[start PROVIDED TEXT]
C2_W3_Lab 1_Model Evaluation & Selection (Scikit)

[Context: sklearn.preprocessing.PolynomialFeatures Class]

In this lab why did we use transform() method while creating a single model,
but when creating multiple models we are using fit_transform() method
i.e. NOT using the polynomial rules learnt from the training data.

(Assuming that mentors have access to the labs & corresponding codes. Hence did not copy the entire core cell.)

1 Like

Hello @Debatreyo_Roy,

It is a good question. Probably the most intuitive approach would be to fit with the training data, then use the fitted PolynomialFeatures object to transform the cv data, and I can assure you that such approach is correct and is always the approach to keep in mind.

However, for the case that you have mentioned, the only reason that ALLOWS us to do it differently, is that the PolynomialFeatures actually learns nothing from the training data. Nothing. Yes - the name fit suggests that something is to be learnt, but think carefully, if we set degree=2, do we really need to learn anything from the training data in order for us to preform a square on each of the features? No, if you set degree=2, such information is by itself enough for PolynomialFeatures to get the job done: it squares each of the features AND it multiplies any possible pairs of features up. Therefore, it does not actually learn anything, and that’s why no matter we have processed the training set before the cv set, we are only going to get the same transformed cv set at the end and you can verify that yourself. Try it. :wink:


1 Like

On second thought, I have missed out a necessary condition for us to be allowed to do fit_transform on cv set directly, which is we need to be sure that the training set and the cv set are having the same structure in terms of features.

It seems that PolynomialFeatures is able to remember the number of features and their names when it is being fit to a training set, and on transform, it seems to (verification needed) perform a sanity check on the incoming dataset.

This means that, if we fit it to a dataset of 4 features, then mistakenly transform a dataset of (somehow) 5 features, then it will raise an exception.

What I am saying is, if there is anything that PolynomialFeatures is learning from the training set, that would be the number of features and feature names, and they are for the purpose of sanity checks.

As far as the lab is concerned, we should not have any problem since the training set and the cv set have the same feature structure.

Anyway, even though it is okay for us to do fit_transform on the cv set for PolynomialFeatures there, I recommend you to stick with doing fit on the training set then transform on the cv set.

1 Like

I am considering to file a ticket for the course team to change that, but it is important that you know the rationale.

1 Like

PolynomialFeatures object —>

What exactly does it learn from the original data?
[end PROVIDED TEXT]
> [SHORT EXERCISE A] Put the entries below into a JSON list of strings with one string per line and blank lines left out, starting at the first line of the entries and going on through the line containing "Query: tall tree". Omit the pictures from your answer.
[start EXERCISE MATERIAL]
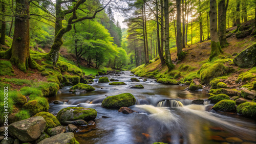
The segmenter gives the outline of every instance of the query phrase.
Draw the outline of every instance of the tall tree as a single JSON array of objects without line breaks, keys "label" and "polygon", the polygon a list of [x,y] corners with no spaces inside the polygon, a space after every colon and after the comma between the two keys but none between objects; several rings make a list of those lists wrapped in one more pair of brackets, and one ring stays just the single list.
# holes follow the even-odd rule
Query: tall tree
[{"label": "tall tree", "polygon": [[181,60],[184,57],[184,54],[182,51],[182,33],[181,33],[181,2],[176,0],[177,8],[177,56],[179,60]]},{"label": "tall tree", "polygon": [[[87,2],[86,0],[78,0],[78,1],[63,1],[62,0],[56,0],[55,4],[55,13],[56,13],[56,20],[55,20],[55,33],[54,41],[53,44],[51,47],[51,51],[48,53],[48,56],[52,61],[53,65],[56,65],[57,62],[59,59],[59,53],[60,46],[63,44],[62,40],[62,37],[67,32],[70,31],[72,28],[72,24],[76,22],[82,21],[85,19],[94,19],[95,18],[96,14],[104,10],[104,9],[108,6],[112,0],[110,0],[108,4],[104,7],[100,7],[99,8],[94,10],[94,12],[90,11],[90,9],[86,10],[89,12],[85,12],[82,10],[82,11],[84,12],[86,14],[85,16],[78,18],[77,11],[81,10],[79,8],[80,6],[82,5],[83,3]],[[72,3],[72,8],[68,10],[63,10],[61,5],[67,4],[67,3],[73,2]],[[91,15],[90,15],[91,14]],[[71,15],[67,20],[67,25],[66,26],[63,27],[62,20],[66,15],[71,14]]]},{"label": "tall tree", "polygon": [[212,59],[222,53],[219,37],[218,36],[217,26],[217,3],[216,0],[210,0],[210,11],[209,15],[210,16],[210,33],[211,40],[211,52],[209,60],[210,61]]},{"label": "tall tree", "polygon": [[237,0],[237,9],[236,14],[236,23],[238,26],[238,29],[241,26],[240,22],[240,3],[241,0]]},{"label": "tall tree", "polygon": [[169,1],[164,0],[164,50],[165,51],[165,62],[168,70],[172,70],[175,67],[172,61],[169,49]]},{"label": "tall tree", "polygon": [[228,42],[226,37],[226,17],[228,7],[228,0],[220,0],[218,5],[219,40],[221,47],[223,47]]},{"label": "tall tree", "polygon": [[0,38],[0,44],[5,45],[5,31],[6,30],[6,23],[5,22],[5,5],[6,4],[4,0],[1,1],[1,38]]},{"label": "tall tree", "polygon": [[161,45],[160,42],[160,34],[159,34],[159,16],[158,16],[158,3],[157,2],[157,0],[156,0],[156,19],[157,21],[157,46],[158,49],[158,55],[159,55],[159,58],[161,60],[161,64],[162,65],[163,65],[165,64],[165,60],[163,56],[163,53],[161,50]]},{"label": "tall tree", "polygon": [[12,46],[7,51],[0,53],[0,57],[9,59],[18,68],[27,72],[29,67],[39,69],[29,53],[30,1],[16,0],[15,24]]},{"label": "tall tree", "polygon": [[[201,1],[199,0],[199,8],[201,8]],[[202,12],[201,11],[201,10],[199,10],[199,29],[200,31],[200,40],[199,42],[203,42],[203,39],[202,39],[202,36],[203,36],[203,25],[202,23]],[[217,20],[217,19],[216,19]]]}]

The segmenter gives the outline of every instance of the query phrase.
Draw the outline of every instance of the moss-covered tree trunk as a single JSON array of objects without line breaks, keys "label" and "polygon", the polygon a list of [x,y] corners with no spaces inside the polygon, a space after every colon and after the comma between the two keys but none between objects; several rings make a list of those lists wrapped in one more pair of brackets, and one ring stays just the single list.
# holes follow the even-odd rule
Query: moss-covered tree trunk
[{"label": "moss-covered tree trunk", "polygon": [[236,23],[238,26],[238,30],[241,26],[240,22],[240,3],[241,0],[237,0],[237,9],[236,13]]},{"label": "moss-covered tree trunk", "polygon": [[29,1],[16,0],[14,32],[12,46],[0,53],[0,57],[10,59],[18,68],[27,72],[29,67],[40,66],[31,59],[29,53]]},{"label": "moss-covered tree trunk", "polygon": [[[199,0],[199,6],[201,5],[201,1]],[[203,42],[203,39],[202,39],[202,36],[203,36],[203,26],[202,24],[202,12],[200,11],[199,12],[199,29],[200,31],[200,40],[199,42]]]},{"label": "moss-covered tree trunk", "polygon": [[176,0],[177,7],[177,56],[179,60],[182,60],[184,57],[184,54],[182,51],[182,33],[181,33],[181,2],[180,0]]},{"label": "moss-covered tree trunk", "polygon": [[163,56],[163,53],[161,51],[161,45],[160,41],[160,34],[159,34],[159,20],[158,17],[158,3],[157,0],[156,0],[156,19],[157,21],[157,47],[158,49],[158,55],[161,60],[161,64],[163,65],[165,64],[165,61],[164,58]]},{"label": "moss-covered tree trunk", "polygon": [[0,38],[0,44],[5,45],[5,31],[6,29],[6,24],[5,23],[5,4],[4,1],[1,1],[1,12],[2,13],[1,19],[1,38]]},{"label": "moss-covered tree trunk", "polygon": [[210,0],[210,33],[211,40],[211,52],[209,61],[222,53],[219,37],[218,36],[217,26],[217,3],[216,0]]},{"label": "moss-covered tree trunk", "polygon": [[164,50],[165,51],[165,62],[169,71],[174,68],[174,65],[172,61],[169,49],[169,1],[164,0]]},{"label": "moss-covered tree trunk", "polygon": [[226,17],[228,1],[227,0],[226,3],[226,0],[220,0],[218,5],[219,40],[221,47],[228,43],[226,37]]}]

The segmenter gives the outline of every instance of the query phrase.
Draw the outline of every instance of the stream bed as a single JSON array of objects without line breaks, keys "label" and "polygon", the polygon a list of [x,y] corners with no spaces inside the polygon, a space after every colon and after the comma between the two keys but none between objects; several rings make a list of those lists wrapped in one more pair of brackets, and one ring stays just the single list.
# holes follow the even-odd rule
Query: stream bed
[end EXERCISE MATERIAL]
> [SHORT EXERCISE B] In the PolynomialFeatures thread, condense the paragraph beginning "However, for the case that you have mentioned" into a short bulleted list that keeps its main facts.

> [WRITTEN SOLUTION A]
[
  "The segmenter gives the outline of every instance of the query phrase.",
  "Draw the outline of every instance of the tall tree as a single JSON array of objects without line breaks, keys \"label\" and \"polygon\", the polygon a list of [x,y] corners with no spaces inside the polygon, a space after every colon and after the comma between the two keys but none between objects; several rings make a list of those lists wrapped in one more pair of brackets, and one ring stays just the single list.",
  "# holes follow the even-odd rule",
  "Query: tall tree"
]

> [WRITTEN SOLUTION B]
- PolynomialFeatures learns nothing from the training data, and this is the only reason the different approach is allowed here.
- Despite the name "fit," setting degree=2 gives it enough information on its own: it squares each feature and multiplies every possible pair of features.
- So processing the training set before the cv set makes no difference. The transformed cv set comes out the same, and this can be verified by trying it.